--- About this exercise ---
Tally the lines below that contain the word "grebe", and give only that number.
Segment Start: Records provided
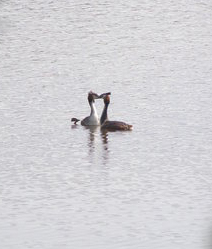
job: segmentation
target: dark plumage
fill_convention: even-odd
[[[101,126],[101,129],[107,129],[109,131],[129,131],[132,130],[132,125],[128,125],[121,121],[105,121]]]
[[[126,124],[121,121],[109,121],[107,116],[107,109],[110,104],[110,97],[108,94],[105,94],[104,97],[104,109],[102,111],[102,116],[100,119],[101,129],[109,130],[109,131],[128,131],[132,130],[132,125]]]
[[[77,118],[72,118],[71,119],[71,122],[74,122],[74,124],[76,124],[77,122],[79,122],[80,120],[79,119],[77,119]]]

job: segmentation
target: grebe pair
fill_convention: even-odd
[[[98,126],[101,125],[101,129],[104,130],[109,130],[109,131],[116,131],[116,130],[132,130],[132,125],[128,125],[124,122],[120,122],[120,121],[109,121],[108,120],[108,115],[107,115],[107,109],[108,106],[110,104],[110,95],[111,93],[103,93],[101,95],[98,95],[96,93],[93,93],[92,91],[90,91],[88,93],[88,103],[91,107],[91,113],[90,116],[84,118],[81,121],[81,125],[83,126]],[[104,100],[104,108],[102,111],[102,115],[99,121],[98,118],[98,114],[97,114],[97,110],[95,107],[95,99],[103,99]],[[74,122],[74,124],[76,124],[78,121],[80,121],[79,119],[76,118],[72,118],[71,119],[72,122]]]

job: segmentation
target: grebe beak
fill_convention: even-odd
[[[104,99],[104,97],[106,97],[107,95],[111,95],[111,92],[102,93],[101,95],[99,95],[98,99]]]
[[[98,99],[99,95],[97,93],[92,93],[94,99]]]

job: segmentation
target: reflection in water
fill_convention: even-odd
[[[108,150],[108,131],[106,130],[101,130],[101,138],[102,138],[102,147],[103,147],[103,162],[106,164],[108,161],[108,156],[109,156],[109,150]]]
[[[97,158],[103,160],[105,164],[108,160],[108,132],[102,131],[99,126],[87,126],[84,127],[89,131],[88,148],[89,156],[93,158],[93,155],[97,153]],[[101,146],[98,143],[99,136],[101,137]]]
[[[108,131],[101,129],[101,137],[102,137],[102,143],[105,150],[108,150]]]
[[[77,124],[71,125],[71,129],[78,129],[80,126]]]
[[[95,136],[97,134],[97,129],[99,129],[99,127],[98,126],[84,126],[84,128],[89,131],[88,147],[91,150],[94,150],[94,148],[95,148]]]

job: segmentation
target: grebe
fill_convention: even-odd
[[[81,121],[81,125],[83,125],[83,126],[100,125],[99,117],[98,117],[97,110],[96,110],[96,106],[94,104],[95,99],[98,99],[98,98],[99,98],[98,94],[96,94],[96,93],[94,93],[92,91],[90,91],[88,93],[88,103],[89,103],[89,105],[91,107],[91,113],[90,113],[90,116],[84,118]],[[74,122],[74,124],[76,124],[80,120],[77,119],[77,118],[72,118],[71,121]]]
[[[89,105],[91,107],[91,114],[90,114],[90,116],[84,118],[81,121],[81,125],[83,125],[83,126],[97,126],[97,125],[100,125],[99,117],[98,117],[94,102],[95,102],[95,99],[102,99],[102,98],[104,98],[104,96],[110,95],[110,94],[111,94],[110,92],[107,92],[107,93],[102,93],[101,95],[98,95],[98,94],[96,94],[96,93],[94,93],[92,91],[90,91],[88,93],[88,103],[89,103]],[[80,120],[77,119],[77,118],[72,118],[71,121],[74,122],[74,124],[76,125],[77,122],[79,122]]]
[[[127,131],[132,130],[132,125],[126,124],[120,121],[109,121],[107,116],[107,109],[110,104],[110,97],[108,94],[102,94],[102,98],[104,99],[104,109],[102,111],[102,115],[100,118],[101,129],[109,130],[109,131]]]

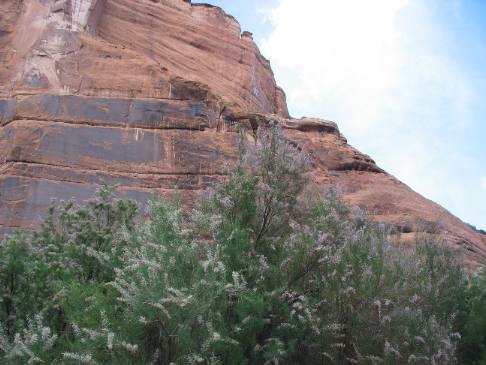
Segment End: Records provided
--- Written solution ---
3